Put every line of the rows below into a numbered list, one line per item, and drop any blank lines.

-- Start Data shown --

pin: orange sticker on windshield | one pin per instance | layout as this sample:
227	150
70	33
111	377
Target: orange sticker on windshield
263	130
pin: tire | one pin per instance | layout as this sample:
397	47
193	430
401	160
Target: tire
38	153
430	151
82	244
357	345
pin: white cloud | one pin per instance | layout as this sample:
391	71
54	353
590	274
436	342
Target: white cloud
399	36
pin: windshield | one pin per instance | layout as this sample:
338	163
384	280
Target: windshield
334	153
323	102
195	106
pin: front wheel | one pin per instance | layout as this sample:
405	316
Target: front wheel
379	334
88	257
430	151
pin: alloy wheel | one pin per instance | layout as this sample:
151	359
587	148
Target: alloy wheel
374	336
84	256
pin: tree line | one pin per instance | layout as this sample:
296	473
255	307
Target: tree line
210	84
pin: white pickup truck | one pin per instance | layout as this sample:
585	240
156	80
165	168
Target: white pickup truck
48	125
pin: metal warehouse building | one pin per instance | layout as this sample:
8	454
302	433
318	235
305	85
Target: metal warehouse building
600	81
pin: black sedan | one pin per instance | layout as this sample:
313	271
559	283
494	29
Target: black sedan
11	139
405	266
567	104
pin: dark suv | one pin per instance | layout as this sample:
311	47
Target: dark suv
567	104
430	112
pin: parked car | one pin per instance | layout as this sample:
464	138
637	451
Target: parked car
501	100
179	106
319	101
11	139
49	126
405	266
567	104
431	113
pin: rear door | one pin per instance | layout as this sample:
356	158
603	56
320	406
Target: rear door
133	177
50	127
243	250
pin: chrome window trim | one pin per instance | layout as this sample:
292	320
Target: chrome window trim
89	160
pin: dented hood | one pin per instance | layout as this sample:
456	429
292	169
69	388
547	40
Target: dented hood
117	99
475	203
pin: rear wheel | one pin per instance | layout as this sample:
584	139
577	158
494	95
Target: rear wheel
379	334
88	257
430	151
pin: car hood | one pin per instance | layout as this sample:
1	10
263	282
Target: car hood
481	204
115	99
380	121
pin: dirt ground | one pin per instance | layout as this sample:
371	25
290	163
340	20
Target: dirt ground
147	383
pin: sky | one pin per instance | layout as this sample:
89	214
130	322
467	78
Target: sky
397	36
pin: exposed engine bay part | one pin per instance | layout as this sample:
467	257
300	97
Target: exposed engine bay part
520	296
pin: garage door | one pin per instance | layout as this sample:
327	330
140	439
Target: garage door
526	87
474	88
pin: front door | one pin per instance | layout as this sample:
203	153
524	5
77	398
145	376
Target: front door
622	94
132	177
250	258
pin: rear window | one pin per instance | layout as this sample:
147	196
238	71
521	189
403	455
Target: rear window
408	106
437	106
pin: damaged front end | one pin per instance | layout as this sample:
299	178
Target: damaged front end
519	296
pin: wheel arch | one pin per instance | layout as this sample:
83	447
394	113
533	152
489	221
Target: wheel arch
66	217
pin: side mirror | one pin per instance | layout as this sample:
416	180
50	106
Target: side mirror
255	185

-- End Data shown --

Answer to this task:
1. pin: orange sticker on windshield | one pin per instance | layout as this sample:
2. 227	150
3. 70	33
4. 111	377
5. Target: orange sticker on windshield
6. 263	130
7. pin: tire | one pin per instance | layout as this sample:
8. 397	47
9. 193	430
10. 401	160
11. Target: tire
12. 38	153
13. 430	151
14. 82	244
15. 357	345
16. pin: white cloud | one pin per instance | layout as this sample:
17. 391	71
18. 54	353
19. 590	274
20. 436	342
21. Target: white cloud
22. 399	36
23. pin: windshield | one pin per instance | layout as this sample:
24. 338	163
25. 384	280
26. Target: windshield
27. 334	153
28. 323	102
29. 195	106
30. pin: front wheel | one pin per instance | layout as this sample:
31. 405	316
32. Target: front wheel
33. 379	334
34. 88	257
35. 430	151
36. pin: alloy wheel | one pin per instance | layout as this sample:
37. 151	359
38. 587	148
39. Target: alloy wheel
40. 374	336
41. 84	256
42. pin: tree line | one pin per instance | layout as this sample:
43. 296	473
44. 255	307
45. Target: tree line
46. 210	84
47. pin: white pickup truck | one pin per instance | layout as this sample:
48. 585	240
49. 156	80
50. 165	168
51. Target: white pickup truck
52. 48	125
53. pin: metal warehouse building | one pin per instance | layout as this sample:
54. 8	454
55. 302	433
56. 318	235
57. 305	85
58. Target: metal warehouse building
59. 600	81
60. pin: black sedan | one pin per instance | layout as this sample:
61. 313	271
62. 559	283
63. 494	29
64. Target: black sedan
65. 11	139
66. 405	266
67. 567	104
68. pin: dark suv | one pin per instance | layout as this sample:
69. 311	47
70. Target: dark suv
71. 567	104
72. 430	112
73. pin: parked car | one pin per instance | layout as this sample:
74. 464	138
75. 637	451
76. Target: parked car
77. 501	100
78. 179	106
79. 319	101
80. 11	139
81. 49	126
82. 405	266
83. 567	104
84. 431	113
85. pin: rear door | one pin per instance | layout as this sample:
86. 356	158
87. 603	56
88. 320	406
89. Target: rear door
90. 133	177
91. 50	127
92. 243	250
93. pin: chrome window trim | one pin per instance | layout as this sample:
94. 292	320
95. Target: chrome window trim
96. 89	160
97. pin: dented hood | one pin per instance | layout as this sample:
98. 456	429
99. 292	169
100. 69	388
101. 547	40
102. Target: dented hood
103. 117	99
104. 475	203
105. pin: rear wheel | one pin per instance | layout as this sample:
106. 584	139
107. 577	158
108. 494	95
109. Target: rear wheel
110. 379	334
111. 88	257
112. 430	151
113. pin: car hood | one pin per instance | layout as this sample:
114. 1	10
115. 263	282
116. Target: car hood
117. 481	204
118. 115	99
119. 380	121
120. pin: dirt ground | one pin per instance | layout as this sample:
121. 371	25
122. 290	163
123. 340	20
124. Target: dirt ground
125. 147	383
126. pin: sky | one pin per instance | layout as this sample:
127. 89	214
128. 130	322
129. 467	78
130. Target: sky
131. 397	36
132. pin: exposed engine bay part | one pin per instance | layout as this sample:
133. 467	257
134. 300	97
135. Target: exposed engine bay part
136. 520	296
137. pin: garage door | one pin per instance | layout as this sample:
138. 327	330
139. 140	439
140. Target: garage door
141. 526	87
142. 474	88
143. pin: front door | one pin per instance | layout as this sample:
144. 203	153
145. 524	5
146. 77	398
147. 145	376
148. Target: front door
149. 622	94
150. 132	177
151. 250	258
152. pin: rear window | one pin per instance | layout as this sample:
153. 147	196
154. 238	71
155. 521	189
156. 403	455
157. Target: rear window
158. 408	106
159. 437	106
160. pin: damaged front end | one pin per instance | layout as this sample:
161. 299	178
162. Target: damaged front end
163. 519	296
164. pin: wheel arch | one pin per instance | layout as this sample:
165. 83	447
166. 394	113
167. 533	152
168. 489	221
169. Target: wheel arch
170. 66	217
171. pin: side mirror | one pin per instance | layout as this sample:
172. 416	180
173. 50	106
174. Target: side mirror
175. 255	185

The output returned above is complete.